J'abrègerai les petites larmoyances liées au retour de vacances et aux petits mots gentils, mais c'est encore un peu l'hystérie de reprendre et de retrouver mes tronches de cakes. Voilà. Mais du coup, dans ces journées où on travaille beaucoup et très bien, y'a souvent des petits questionnements qui émergent. Voici plutôt.

Contexte : Nous lisons actuellement un album/petit roman adapté à l'âge de mes élèves, soit 7-8 ans. Dans cette histoire, un petit garçon réclame à tous les membres de sa famille la lecture à voix haute d'une histoire. Chaque personnage refuse car il a sa propre bonne raison : du ménage à faire, du travail à terminer, un film à regarder, etc. Le gamin se retrouve allongé sur le sol de sa chambre avec son lapin et son poisson rouge, déçu que personne n'accepte jamais de prendre un instant pour lui lire une histoire.
◆ ◆ ◆ ◆ ◆
## Consigne:
Poursuivez le texte sur l'album lu en classe, en reprenant juste après sa dernière phrase.

## Données fournies:
◆ ◆ ◆ ◆ ◆
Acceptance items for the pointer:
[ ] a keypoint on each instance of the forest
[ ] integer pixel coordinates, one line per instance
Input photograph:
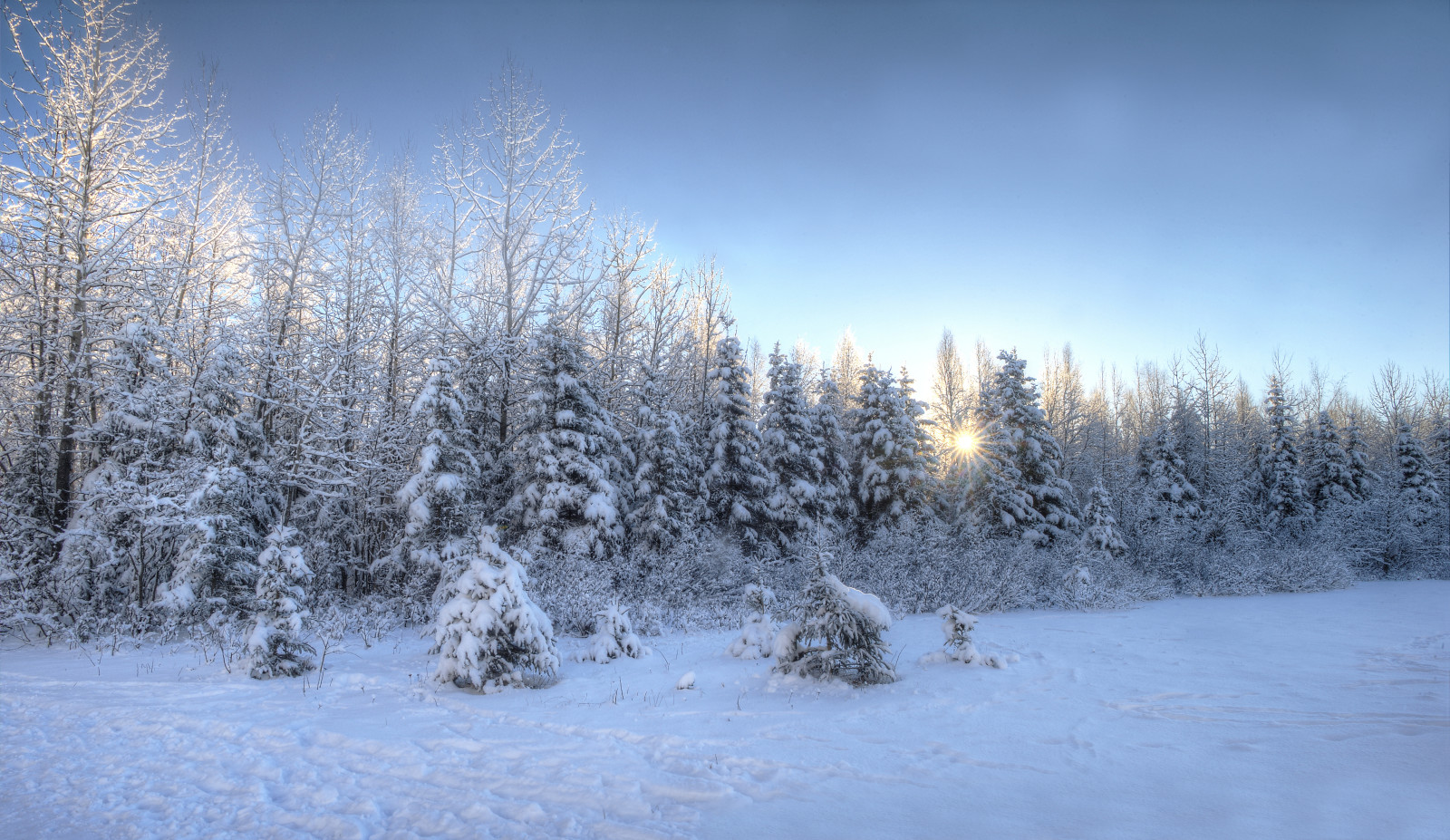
◆ ◆ ◆ ◆ ◆
## Réponse rédigée:
Suite à la première scène de refus collectif, nous avons lu ensemble des questions et les élèves ont dû y répondre. Le questionnaire demandait notamment aux enfants d'entourer les termes qui décrivaient le mieux le petit du livre. De mémoire, nous avions le choix entre : solitaire - joyeux - déçu - choyé - délaissé - aventureux - fainéant - triste - casse-pieds, et peut-être un ou deux autres. 

Dans ma tête, il était évident que - après avoir évidemment expliqué le sens de tous ces termes, car on n'y pas pas à l'aveugle quand même - la majorité des élèves allaient constater la déception du petit garçon, et voir qu'il se sentait un peu livré à lui-même. Bon, c'est peut-être mon habitus d'enfant à qui on a lu des histoires tous les soirs qui a parlé. Plus de la moitié de ma classe a entouré les termes "solitaire", "fainéant" et "casse-pieds". Wait... what ?

Voici leurs explications, qui font que je n'ai pas pu compter ces réponses "faux", puisqu'elles sont tangibles et répondent à leur propre logique : 

Fainéant... " parce qu'il pourrait lire son histoire tout seul quand même! "
Casse-pieds... " car il embête tout le monde à demander de lire une histoire."
Solitaire... " parce qu'il aime bien rester tout seul."
Fainéant... " parce qu'il fait pas d'effort, il sait lire."
Casse-pieds... "parce qu'il fait la tête alors que ses parents ils ont pas le temps."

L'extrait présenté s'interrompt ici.